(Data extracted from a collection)
= = = = = = =
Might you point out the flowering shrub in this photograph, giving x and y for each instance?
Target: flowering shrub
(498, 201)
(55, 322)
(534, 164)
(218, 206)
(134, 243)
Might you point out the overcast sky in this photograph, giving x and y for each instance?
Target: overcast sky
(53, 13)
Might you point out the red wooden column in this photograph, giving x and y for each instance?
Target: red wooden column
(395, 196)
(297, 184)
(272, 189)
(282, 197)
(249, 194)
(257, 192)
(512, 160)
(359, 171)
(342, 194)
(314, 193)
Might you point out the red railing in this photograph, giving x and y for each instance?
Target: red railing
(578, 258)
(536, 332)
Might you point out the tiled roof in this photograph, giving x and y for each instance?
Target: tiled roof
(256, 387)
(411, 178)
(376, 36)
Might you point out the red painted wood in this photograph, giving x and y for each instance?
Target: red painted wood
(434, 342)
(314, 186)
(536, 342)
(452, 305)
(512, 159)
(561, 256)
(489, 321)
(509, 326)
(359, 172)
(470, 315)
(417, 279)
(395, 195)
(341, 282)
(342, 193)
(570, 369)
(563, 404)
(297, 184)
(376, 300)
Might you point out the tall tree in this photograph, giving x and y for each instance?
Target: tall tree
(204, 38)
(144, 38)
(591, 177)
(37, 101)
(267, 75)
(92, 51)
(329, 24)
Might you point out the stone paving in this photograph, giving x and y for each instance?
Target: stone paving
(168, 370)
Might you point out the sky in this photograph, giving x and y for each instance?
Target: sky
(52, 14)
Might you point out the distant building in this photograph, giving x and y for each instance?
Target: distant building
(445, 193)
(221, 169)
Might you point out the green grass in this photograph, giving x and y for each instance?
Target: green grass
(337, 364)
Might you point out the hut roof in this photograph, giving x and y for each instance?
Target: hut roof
= = = = = = =
Your reply must contain exactly the lines from the first line of the data through the line holding "Might you point out the tiled", and nothing more.

Might you point out the flowering shrub in this photograph, giving x and y for each instance?
Target: flowering shrub
(498, 201)
(55, 322)
(534, 164)
(218, 206)
(134, 243)
Might you point out the overcast sky in this photograph, giving x and y for each instance?
Target: overcast sky
(53, 13)
Might you point out the red wooden column in this photograph, giving x and y for each instance?
Target: red wooden column
(395, 196)
(297, 184)
(272, 189)
(282, 197)
(249, 194)
(257, 192)
(512, 160)
(359, 171)
(342, 194)
(314, 193)
Might you point out the red railing in this photograph, giving x and y for each instance?
Target: red railing
(578, 258)
(536, 332)
Might you point out the tiled roof in this photograph, giving x and y for each instance?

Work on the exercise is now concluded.